▸ **Page text**:
****************************************

Finding our Purpose-

 

And we know that God causes all things to work together for good to those who love God, to those who are called according to His purpose~ Romans 8:28 NASB

 

This week I learned that the word purpose is one of the most loaded words in the English language. It came to light following a conversation with one of our kids. The exchange started innocently enough when I vetoed chocolate cake after dinner. I defended my use of veto power by patiently explaining that candy and cookies at church, followed by ice cream at lunch and peanut butter cups for an afternoon snack, was more than enough nutritionally deficient “food” for any one person in a single day.

 The child was clearly not persuaded by my insight so I launched into a discourse concerning the long-term health risks of consuming excessive sugar. I was on a roll so I went on to expound (rather eloquently I thought) on the hazards of developing bad habits early in life and the differences between an empty calorie and a healthy calorie. I was feeling pretty smug about my communication skills until I noted the blank expression in her eyes and realized that I was not having the impact I had hoped for.

 The death spiral of doubt came the next morning while I was reading a devotional of all things. The author warned against allowing anything to pull you away from the purpose that God has for your life. Rather than being encouraged to persevere in my God given purpose I was suddenly filled with uncertainty and doubt.

 My mind immediately traveled back to the conversation I’d had the night before with my child. It got me thinking about purpose and whether or not I somehow missed mine.

****************************************

▸ **Material shown**:
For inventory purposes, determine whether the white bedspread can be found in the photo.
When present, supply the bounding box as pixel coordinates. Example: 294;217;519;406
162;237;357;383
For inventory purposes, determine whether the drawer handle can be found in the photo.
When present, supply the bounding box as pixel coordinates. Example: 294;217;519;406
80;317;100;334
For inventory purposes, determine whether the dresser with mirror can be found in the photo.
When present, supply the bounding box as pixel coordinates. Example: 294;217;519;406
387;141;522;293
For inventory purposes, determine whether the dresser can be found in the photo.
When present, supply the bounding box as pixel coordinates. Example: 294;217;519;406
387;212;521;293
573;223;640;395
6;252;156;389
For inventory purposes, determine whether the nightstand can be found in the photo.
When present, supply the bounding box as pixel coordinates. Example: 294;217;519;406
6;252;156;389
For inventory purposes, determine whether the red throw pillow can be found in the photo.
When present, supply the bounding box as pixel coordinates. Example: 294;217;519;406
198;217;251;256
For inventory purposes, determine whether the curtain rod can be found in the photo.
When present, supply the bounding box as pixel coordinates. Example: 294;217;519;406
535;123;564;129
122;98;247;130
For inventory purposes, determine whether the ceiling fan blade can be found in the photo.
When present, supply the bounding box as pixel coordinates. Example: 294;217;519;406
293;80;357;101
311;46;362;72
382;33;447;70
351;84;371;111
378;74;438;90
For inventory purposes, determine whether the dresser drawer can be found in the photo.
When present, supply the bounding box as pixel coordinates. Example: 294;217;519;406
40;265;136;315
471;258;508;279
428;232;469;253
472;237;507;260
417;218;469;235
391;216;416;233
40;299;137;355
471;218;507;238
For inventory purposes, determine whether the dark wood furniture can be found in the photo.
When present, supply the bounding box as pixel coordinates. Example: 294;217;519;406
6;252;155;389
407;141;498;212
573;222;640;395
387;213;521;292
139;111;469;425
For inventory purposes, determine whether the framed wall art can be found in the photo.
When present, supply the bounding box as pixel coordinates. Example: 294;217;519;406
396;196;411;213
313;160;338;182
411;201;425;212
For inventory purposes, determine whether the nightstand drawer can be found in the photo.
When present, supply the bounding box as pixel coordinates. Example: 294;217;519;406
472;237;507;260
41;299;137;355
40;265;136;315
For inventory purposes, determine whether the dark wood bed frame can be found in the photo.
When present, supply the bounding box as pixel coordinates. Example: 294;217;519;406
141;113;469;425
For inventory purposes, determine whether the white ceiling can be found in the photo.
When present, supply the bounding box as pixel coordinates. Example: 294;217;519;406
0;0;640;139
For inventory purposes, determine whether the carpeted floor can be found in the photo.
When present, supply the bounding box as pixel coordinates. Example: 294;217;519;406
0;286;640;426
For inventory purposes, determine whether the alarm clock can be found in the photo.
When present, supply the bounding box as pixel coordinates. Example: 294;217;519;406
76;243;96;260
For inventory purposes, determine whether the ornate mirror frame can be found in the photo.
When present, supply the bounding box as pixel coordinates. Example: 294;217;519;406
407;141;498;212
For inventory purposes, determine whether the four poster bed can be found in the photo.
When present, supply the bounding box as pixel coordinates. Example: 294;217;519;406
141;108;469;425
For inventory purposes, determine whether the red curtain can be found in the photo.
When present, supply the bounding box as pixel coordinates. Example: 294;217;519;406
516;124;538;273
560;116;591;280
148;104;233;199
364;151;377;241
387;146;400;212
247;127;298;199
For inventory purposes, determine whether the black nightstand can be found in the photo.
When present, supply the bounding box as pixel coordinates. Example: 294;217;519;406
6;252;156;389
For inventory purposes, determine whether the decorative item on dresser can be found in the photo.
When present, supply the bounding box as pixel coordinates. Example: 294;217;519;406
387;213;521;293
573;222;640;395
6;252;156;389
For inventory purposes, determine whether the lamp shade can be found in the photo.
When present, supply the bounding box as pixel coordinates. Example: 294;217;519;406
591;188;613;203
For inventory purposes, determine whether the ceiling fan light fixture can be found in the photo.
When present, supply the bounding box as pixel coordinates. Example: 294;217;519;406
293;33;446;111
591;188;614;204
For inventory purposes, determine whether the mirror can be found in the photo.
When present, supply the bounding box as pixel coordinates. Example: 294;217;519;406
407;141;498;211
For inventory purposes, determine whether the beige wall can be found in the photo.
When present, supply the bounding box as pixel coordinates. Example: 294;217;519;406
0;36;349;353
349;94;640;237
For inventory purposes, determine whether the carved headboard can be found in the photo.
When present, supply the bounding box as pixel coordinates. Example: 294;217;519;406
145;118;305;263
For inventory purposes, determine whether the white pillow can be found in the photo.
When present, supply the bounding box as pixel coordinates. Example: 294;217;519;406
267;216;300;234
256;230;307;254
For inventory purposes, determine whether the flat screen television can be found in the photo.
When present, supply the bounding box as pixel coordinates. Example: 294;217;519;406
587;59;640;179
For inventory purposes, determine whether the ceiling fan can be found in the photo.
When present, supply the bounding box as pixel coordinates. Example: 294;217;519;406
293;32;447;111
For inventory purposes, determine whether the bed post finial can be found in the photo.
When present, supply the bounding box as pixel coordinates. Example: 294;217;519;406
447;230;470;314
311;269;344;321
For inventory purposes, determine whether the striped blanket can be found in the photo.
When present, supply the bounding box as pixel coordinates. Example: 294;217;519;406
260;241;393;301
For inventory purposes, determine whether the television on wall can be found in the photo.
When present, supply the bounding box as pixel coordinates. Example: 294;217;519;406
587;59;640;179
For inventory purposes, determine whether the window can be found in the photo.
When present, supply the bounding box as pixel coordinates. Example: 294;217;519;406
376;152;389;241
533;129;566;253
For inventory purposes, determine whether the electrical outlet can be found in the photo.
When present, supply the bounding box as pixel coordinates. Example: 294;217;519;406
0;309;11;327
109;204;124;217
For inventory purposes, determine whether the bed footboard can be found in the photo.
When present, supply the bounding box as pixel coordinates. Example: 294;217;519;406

****************************************

▸ **Exercise**:
Reproduce the entire devotional text on finding one's purpose, word for word.

▸ **Solution to the exercise**:
Finding our Purpose-

 

And we know that God causes all things to work together for good to those who love God, to those who are called according to His purpose~ Romans 8:28 NASB

 

This week I learned that the word purpose is one of the most loaded words in the English language. It came to light following a conversation with one of our kids. The exchange started innocently enough when I vetoed chocolate cake after dinner. I defended my use of veto power by patiently explaining that candy and cookies at church, followed by ice cream at lunch and peanut butter cups for an afternoon snack, was more than enough nutritionally deficient “food” for any one person in a single day.

 The child was clearly not persuaded by my insight so I launched into a discourse concerning the long-term health risks of consuming excessive sugar. I was on a roll so I went on to expound (rather eloquently I thought) on the hazards of developing bad habits early in life and the differences between an empty calorie and a healthy calorie. I was feeling pretty smug about my communication skills until I noted the blank expression in her eyes and realized that I was not having the impact I had hoped for.

 The death spiral of doubt came the next morning while I was reading a devotional of all things. The author warned against allowing anything to pull you away from the purpose that God has for your life. Rather than being encouraged to persevere in my God given purpose I was suddenly filled with uncertainty and doubt.

 My mind immediately traveled back to the conversation I’d had the night before with my child. It got me thinking about purpose and whether or not I somehow missed mine.